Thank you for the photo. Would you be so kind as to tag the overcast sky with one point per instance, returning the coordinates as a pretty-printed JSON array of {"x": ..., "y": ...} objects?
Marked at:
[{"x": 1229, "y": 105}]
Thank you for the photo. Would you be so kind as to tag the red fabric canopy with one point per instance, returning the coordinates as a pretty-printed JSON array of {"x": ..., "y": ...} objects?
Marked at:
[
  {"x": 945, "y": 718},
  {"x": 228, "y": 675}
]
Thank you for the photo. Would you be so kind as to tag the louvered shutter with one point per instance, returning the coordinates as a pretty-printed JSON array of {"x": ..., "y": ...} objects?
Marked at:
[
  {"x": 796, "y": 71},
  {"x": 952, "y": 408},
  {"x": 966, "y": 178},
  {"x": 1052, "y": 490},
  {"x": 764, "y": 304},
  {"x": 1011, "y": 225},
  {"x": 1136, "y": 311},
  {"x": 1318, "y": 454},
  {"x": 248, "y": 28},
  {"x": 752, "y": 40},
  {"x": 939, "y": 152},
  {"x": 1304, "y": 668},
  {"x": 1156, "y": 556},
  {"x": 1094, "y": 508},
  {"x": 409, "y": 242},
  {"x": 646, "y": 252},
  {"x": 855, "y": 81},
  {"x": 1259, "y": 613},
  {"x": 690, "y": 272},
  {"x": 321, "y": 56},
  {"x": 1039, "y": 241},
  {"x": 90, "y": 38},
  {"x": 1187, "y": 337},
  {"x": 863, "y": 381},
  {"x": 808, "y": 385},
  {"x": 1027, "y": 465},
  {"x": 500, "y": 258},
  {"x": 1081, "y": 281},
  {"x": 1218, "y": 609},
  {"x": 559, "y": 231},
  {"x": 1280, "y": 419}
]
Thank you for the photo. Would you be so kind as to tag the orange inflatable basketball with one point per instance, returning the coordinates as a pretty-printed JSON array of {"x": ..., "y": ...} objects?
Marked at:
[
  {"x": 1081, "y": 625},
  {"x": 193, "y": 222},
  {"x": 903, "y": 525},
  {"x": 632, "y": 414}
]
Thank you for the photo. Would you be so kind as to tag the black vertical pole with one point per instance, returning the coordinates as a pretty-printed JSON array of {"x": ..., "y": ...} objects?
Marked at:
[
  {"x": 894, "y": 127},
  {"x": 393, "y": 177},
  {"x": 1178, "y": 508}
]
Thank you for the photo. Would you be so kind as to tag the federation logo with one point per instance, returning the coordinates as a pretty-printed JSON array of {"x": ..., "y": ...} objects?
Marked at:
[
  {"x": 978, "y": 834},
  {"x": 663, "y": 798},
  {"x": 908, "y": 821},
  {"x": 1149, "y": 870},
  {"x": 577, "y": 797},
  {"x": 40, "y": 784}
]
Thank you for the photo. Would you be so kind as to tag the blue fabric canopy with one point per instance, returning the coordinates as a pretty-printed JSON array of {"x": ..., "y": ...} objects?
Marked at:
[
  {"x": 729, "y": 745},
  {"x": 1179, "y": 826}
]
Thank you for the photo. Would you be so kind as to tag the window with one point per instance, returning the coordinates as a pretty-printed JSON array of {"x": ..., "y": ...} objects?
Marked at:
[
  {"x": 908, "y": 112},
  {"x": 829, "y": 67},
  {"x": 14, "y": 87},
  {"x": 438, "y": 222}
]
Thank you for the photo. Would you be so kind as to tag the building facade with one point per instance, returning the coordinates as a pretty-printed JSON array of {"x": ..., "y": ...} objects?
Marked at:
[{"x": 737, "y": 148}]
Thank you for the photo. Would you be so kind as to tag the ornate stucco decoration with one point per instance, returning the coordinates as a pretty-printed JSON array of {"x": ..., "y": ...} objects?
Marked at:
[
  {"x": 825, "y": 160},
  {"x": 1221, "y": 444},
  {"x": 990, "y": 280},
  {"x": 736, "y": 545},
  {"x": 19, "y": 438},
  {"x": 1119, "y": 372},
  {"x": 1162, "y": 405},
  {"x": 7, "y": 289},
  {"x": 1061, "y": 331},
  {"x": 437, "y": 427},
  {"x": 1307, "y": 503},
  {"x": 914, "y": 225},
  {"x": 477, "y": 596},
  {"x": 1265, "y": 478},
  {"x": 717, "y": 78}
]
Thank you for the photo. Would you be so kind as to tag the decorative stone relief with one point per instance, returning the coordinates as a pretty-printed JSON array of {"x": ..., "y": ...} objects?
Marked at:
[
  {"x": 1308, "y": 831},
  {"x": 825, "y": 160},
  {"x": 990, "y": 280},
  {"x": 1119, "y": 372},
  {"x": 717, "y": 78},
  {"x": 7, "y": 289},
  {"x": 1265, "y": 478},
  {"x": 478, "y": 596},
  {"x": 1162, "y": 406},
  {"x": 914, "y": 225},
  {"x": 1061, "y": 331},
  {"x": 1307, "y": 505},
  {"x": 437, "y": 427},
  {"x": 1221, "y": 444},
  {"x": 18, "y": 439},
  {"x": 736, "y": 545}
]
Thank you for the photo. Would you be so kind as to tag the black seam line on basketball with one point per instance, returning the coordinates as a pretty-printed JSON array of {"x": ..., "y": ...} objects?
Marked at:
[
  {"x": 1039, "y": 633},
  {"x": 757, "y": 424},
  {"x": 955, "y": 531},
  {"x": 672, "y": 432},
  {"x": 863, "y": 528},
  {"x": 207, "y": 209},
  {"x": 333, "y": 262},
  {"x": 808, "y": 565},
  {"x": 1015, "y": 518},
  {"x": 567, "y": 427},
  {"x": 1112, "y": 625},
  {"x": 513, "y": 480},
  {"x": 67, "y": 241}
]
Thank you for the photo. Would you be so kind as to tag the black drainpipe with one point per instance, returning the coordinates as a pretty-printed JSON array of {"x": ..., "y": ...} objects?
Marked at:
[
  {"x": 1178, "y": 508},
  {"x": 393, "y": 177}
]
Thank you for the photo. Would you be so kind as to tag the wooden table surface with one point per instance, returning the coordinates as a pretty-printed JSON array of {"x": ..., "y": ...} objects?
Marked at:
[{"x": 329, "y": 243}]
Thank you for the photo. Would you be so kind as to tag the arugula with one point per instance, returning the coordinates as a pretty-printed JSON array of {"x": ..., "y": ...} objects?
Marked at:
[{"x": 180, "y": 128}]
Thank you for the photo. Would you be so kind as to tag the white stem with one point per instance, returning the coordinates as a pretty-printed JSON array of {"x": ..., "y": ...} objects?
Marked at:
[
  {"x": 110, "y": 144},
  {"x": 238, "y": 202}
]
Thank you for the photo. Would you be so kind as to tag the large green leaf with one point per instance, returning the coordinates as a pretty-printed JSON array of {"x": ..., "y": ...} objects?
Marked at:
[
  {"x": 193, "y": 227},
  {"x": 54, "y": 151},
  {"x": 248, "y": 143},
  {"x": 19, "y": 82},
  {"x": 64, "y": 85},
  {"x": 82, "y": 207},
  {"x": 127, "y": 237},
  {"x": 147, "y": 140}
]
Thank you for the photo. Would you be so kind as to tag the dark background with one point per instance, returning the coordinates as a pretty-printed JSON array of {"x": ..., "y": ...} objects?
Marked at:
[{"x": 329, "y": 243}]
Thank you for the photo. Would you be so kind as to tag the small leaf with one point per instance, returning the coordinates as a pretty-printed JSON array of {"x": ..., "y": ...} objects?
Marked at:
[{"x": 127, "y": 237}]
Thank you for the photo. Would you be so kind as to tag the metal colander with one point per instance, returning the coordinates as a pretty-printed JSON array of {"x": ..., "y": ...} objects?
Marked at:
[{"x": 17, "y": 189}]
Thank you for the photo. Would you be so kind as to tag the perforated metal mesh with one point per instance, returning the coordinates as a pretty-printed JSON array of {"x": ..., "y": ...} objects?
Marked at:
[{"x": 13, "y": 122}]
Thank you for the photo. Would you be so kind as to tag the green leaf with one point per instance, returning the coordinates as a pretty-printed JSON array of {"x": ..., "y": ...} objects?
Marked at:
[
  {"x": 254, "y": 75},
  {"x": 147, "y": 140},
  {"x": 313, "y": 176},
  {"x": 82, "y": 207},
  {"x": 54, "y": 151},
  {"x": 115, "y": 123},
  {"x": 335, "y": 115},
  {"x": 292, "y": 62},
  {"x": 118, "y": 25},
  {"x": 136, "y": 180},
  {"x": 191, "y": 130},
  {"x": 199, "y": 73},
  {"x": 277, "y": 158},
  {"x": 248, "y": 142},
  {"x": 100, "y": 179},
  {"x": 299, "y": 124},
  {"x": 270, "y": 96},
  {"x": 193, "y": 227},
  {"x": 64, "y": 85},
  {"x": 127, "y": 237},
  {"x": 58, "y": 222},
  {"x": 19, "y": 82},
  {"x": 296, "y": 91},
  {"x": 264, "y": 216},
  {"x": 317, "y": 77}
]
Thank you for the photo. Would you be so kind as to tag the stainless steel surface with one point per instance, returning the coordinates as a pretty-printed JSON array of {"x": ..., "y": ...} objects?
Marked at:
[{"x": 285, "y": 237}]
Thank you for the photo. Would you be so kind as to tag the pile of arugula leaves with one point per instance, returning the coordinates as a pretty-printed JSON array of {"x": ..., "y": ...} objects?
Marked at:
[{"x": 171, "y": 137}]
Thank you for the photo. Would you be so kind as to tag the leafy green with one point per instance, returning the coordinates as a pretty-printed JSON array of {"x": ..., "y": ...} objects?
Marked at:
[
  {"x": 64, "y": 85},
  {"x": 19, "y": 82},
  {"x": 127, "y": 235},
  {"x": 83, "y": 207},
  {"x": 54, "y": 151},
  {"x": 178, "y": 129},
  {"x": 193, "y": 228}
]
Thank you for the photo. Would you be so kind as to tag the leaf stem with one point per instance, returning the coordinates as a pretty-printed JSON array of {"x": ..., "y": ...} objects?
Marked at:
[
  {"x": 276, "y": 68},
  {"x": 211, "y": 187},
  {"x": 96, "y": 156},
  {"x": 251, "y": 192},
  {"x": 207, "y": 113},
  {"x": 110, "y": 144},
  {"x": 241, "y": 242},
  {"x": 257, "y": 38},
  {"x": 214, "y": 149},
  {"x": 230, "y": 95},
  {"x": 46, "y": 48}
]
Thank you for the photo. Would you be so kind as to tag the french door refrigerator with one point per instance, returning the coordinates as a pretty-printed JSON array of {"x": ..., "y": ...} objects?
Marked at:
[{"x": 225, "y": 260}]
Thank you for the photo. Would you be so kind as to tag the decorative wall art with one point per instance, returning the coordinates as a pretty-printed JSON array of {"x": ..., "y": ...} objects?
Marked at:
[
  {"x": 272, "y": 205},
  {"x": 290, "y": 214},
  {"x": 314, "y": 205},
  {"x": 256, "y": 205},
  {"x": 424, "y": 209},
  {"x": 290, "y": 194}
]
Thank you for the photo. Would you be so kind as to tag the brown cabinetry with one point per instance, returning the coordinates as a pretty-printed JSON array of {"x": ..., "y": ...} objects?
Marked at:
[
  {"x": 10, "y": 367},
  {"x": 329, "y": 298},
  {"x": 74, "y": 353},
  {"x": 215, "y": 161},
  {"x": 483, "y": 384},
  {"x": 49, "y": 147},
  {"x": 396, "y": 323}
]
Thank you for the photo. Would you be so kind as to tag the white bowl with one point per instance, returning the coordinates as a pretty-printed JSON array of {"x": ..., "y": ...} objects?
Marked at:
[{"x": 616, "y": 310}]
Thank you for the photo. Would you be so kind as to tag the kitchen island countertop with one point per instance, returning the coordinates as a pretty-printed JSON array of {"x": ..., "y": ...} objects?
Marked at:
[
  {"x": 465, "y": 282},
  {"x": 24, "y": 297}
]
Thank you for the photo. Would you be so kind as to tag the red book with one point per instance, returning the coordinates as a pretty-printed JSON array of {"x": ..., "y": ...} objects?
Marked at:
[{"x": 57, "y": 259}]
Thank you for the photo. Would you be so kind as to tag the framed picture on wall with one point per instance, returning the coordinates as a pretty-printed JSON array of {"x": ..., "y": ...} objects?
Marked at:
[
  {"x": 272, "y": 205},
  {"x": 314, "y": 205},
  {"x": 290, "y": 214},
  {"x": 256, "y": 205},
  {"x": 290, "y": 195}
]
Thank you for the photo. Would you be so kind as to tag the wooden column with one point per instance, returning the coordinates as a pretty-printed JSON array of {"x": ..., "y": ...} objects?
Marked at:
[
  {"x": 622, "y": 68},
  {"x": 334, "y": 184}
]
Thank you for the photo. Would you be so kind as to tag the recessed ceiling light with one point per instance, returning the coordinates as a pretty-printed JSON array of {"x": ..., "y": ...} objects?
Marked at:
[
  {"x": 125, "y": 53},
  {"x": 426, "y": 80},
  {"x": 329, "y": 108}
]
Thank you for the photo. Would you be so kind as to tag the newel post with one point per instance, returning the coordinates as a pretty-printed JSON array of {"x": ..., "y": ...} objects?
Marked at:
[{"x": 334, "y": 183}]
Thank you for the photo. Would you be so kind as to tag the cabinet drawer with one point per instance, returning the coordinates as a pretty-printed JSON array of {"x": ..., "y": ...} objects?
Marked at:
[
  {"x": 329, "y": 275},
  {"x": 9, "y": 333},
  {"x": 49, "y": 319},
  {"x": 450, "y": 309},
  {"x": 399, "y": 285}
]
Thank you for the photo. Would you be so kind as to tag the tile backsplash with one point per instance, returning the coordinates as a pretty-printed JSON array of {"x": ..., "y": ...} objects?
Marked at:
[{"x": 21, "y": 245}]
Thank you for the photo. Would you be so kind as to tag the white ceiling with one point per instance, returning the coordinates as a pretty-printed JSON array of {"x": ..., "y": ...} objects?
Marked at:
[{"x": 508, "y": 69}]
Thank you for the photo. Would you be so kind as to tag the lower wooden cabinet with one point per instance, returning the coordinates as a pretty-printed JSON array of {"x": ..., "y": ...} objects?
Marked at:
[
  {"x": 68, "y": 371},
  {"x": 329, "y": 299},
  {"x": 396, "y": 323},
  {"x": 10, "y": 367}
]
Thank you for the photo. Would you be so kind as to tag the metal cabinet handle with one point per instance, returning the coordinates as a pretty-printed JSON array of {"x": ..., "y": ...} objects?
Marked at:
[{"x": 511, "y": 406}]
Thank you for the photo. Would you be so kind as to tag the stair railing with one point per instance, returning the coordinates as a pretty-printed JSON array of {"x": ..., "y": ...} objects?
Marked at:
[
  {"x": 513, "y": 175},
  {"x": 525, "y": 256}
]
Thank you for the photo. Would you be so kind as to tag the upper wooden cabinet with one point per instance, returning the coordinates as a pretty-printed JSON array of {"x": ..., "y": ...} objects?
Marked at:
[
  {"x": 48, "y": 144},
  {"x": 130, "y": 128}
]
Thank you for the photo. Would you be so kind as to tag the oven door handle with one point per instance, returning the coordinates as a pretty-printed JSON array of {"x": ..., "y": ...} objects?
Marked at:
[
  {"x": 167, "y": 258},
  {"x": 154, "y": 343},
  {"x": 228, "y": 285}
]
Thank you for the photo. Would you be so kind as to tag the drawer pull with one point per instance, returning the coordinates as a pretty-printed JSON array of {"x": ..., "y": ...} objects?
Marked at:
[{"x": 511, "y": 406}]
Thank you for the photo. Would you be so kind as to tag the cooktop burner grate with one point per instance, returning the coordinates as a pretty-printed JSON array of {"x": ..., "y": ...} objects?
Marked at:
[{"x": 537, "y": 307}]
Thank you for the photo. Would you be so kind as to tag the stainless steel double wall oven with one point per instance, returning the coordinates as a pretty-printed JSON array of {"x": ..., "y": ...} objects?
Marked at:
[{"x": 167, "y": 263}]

================================

> **Work request**
Retype the portion of the data above that starts on the line with "the red fabric" and finishes on the line with "tag the louvered", including both of those lines.

> **Your solution**
Thank you for the photo. Would you be so kind as to tag the red fabric canopy with one point per instance, returning the coordinates as a pretty-printed JSON array of {"x": ..., "y": ...} objects?
Marked at:
[
  {"x": 945, "y": 718},
  {"x": 228, "y": 675}
]
Thank you for the photo. Would you be so kind as to tag the louvered shutter with one point per instance, returning the coordinates as a pretty-printed JSON array of {"x": ..., "y": ...} objects?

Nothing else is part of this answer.